▶ QUOTED PASSAGE

Hawes Radio Relay Facility (also known as the Hawes Radio Tower) was a United States Air Force installation built on the site of the former Hawes Airfield at Hinkley, California, USA at . The site contained a  guyed mast antenna and hardened underground facility used for the Strategic Air Command's AN/FRC-117 Survivable Low Frequency Communications System. Detachment 2, 33rd Communications Group at March AFB, ran the site until its inactivation in 1986.

Mission
The mission of Detachment 2 (Hawes Radio Relay Site) was to provide the Joint Chiefs of Staff, the Commander-in-Chief of Strategic Air Command (CINCSAC), SAC Headquarters, the Airborne Command Post (ABNCP), and the SAC Force with a Survivable Low Frequency Communications System for passing record communications between the above agencies.  Hawes provided SAC Emergency War Order communications before, during and after a potential nuclear attack, acted as the alternate ground station for the SAC ABNCP, and relayed secure record communications with the Automatic Digital Network (AUTODIN).

▶ DATA LINES
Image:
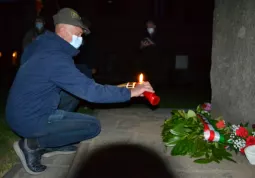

▶ STATED EXERCISE
According to the text about the Hawes Radio Relay Facility, which unit ran the site until its inactivation in 1986?

▶ WRITTEN ANSWER
Detachment 2, 33rd Communications Group at March AFB.